YOUR INSTRUCTIONS: Every line from the one containing "spot the man in dark jacket" to the final line of the material below must be reproduced exactly; leave out all other lines.

[Records of labeled points]

Begin

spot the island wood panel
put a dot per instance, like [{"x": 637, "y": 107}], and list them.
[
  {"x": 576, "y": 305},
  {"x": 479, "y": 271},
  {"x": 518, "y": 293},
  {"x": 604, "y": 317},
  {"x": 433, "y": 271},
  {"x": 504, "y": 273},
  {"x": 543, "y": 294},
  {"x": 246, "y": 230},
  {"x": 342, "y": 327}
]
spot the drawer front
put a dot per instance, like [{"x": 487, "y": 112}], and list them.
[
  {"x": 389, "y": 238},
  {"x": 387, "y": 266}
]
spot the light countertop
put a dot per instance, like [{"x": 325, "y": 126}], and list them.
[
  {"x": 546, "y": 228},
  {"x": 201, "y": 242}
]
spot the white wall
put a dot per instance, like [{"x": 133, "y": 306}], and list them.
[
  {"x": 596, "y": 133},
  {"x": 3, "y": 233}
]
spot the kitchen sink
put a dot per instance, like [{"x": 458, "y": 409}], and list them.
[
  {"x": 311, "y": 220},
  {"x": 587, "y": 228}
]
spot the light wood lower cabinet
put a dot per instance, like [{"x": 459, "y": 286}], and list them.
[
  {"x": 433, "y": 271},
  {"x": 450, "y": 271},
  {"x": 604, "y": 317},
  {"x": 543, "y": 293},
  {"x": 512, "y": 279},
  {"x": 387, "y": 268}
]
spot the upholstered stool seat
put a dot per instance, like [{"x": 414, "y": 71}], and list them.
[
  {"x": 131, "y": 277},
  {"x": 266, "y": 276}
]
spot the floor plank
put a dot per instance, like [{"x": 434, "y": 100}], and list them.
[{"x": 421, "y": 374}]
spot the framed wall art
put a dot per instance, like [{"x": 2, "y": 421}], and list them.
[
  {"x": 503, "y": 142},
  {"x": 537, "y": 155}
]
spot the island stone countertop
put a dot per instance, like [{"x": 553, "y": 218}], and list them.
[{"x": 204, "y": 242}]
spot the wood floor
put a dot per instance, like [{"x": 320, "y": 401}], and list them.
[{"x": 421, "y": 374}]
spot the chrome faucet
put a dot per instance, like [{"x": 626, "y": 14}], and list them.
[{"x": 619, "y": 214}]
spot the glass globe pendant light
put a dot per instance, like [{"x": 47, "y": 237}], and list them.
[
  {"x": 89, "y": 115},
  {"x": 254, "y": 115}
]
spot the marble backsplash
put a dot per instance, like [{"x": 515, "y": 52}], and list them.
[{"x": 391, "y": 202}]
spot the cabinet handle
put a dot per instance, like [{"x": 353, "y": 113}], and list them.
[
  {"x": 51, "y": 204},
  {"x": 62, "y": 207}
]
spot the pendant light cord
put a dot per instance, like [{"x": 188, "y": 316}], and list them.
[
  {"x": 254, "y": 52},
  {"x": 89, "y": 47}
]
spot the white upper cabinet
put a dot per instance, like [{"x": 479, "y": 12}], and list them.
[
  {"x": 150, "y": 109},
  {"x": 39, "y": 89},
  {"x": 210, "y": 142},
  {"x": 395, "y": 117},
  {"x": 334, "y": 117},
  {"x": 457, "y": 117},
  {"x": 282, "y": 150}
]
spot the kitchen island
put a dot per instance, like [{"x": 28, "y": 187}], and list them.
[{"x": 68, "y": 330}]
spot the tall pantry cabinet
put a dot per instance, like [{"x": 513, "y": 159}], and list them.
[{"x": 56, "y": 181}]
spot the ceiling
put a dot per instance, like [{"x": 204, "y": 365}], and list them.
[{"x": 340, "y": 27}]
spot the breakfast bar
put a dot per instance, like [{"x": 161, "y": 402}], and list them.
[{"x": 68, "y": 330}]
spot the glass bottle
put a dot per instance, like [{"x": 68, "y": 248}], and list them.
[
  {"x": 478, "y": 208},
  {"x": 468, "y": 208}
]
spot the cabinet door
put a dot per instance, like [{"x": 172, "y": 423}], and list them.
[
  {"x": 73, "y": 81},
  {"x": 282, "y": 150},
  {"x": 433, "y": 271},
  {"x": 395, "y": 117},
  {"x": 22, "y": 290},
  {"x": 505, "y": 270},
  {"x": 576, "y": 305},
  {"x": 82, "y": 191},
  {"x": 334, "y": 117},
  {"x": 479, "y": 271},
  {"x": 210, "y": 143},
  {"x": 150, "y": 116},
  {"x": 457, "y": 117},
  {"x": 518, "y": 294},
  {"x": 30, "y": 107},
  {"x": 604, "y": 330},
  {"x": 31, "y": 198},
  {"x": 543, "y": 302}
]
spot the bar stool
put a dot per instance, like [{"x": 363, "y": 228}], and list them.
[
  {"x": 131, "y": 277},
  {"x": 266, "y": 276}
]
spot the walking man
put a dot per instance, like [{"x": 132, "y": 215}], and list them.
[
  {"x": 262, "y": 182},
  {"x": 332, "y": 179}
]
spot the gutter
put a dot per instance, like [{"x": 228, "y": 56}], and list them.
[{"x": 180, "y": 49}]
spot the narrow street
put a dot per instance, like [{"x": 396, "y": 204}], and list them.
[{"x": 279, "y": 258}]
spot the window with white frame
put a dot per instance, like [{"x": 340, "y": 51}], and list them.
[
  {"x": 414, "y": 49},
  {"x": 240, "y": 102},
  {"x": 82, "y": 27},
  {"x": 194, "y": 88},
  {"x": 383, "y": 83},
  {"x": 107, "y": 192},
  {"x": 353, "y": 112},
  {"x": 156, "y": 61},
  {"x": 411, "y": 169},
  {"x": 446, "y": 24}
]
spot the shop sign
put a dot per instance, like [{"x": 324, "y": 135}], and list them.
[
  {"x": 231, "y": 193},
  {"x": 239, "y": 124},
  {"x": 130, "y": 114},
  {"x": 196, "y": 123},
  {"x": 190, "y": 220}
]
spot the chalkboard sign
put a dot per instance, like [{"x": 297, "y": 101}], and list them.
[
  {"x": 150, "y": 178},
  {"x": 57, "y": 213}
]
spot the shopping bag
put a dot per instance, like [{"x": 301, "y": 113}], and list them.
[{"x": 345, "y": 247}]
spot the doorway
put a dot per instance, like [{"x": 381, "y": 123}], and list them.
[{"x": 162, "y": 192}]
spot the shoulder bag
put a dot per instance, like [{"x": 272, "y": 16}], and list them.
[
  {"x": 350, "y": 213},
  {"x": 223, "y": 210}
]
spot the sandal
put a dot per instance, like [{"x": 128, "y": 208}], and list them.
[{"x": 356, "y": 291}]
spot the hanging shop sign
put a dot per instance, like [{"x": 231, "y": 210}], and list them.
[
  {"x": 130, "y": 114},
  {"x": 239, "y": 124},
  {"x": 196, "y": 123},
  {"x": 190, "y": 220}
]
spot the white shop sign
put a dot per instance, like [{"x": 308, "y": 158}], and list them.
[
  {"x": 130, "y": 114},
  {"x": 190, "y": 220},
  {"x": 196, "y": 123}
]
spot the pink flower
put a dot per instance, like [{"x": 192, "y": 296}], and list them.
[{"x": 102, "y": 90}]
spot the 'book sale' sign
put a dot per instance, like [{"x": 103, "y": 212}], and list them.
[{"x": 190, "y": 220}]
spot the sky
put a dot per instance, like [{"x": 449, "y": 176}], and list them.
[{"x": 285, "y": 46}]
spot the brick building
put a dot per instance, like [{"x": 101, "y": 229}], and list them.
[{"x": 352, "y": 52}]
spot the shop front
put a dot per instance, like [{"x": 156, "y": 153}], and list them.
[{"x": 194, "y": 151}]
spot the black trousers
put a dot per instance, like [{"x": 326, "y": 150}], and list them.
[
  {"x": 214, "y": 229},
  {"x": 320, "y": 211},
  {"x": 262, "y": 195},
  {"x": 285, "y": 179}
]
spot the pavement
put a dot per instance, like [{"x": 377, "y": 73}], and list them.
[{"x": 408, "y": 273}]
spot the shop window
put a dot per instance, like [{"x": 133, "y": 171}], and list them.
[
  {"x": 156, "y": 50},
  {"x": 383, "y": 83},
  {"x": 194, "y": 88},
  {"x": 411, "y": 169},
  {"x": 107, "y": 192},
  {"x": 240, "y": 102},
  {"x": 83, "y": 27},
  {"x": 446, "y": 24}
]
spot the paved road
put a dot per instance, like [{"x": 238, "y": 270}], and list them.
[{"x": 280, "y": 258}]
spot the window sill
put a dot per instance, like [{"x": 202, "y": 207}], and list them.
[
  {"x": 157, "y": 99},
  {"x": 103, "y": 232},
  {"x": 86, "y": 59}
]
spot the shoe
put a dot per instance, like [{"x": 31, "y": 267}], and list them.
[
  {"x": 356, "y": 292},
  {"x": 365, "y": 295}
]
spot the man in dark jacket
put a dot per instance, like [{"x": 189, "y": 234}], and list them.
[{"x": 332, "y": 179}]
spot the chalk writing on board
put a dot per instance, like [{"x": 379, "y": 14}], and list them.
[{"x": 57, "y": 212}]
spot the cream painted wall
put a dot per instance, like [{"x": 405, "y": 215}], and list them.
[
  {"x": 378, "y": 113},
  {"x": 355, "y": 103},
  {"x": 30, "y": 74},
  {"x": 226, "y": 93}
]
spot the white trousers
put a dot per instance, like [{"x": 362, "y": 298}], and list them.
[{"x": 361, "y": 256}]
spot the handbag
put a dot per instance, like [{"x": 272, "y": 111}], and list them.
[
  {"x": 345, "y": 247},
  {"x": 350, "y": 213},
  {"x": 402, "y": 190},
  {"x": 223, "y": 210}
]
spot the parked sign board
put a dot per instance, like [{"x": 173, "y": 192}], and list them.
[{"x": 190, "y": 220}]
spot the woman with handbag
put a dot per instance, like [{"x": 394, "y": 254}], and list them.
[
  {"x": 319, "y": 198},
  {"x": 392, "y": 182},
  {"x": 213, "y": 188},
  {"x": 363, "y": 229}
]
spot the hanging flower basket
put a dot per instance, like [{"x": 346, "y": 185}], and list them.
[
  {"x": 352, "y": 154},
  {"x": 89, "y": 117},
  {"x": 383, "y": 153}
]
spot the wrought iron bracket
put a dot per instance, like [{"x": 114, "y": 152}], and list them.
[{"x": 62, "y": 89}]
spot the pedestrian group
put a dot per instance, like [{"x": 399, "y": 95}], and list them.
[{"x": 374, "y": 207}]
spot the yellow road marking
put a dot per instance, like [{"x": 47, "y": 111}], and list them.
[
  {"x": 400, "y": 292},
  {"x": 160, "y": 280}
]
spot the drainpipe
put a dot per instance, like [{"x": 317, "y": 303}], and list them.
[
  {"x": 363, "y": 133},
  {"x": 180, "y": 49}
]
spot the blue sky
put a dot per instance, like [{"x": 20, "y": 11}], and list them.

End

TASK RESULT:
spot the man in dark jacket
put a dot per instance, like [{"x": 189, "y": 234}], and list them.
[{"x": 332, "y": 179}]
spot the chalk writing on board
put a dot per instance, like [{"x": 379, "y": 14}], and list them.
[{"x": 57, "y": 212}]
spot the cream painted wall
put a dot per instance, like [{"x": 405, "y": 215}], and list them.
[
  {"x": 378, "y": 113},
  {"x": 355, "y": 103},
  {"x": 30, "y": 74},
  {"x": 226, "y": 93}
]
spot the white trousers
put a dot per instance, like [{"x": 362, "y": 298}], and list them.
[{"x": 361, "y": 256}]
spot the handbag
put a dot per instance, like [{"x": 272, "y": 111}], and list them.
[
  {"x": 345, "y": 247},
  {"x": 350, "y": 213},
  {"x": 402, "y": 190},
  {"x": 223, "y": 210}
]
spot the parked sign board
put a dot per instance, like [{"x": 173, "y": 192}], and list them.
[{"x": 190, "y": 220}]
spot the woman with handbag
put a dot per instance, like [{"x": 394, "y": 254}], and list them.
[
  {"x": 319, "y": 198},
  {"x": 392, "y": 182},
  {"x": 213, "y": 188},
  {"x": 363, "y": 229}
]
spot the hanging flower basket
put a dot per instance, like [{"x": 346, "y": 185}], and list them.
[
  {"x": 352, "y": 154},
  {"x": 89, "y": 117},
  {"x": 383, "y": 153}
]
spot the wrought iron bracket
put a dot per instance, like [{"x": 114, "y": 152}], and list them.
[{"x": 62, "y": 89}]
spot the pedestrian group
put a dot per instance, like [{"x": 399, "y": 95}], and list them.
[{"x": 374, "y": 207}]
spot the yellow road marking
put a dot per instance, like [{"x": 47, "y": 111}], and list them.
[
  {"x": 400, "y": 292},
  {"x": 160, "y": 280}
]
spot the drainpipe
put a dot per instance, like [{"x": 317, "y": 303}], and list them.
[
  {"x": 363, "y": 133},
  {"x": 180, "y": 49}
]
spot the blue sky
put a dot per instance, like [{"x": 20, "y": 11}], and list them.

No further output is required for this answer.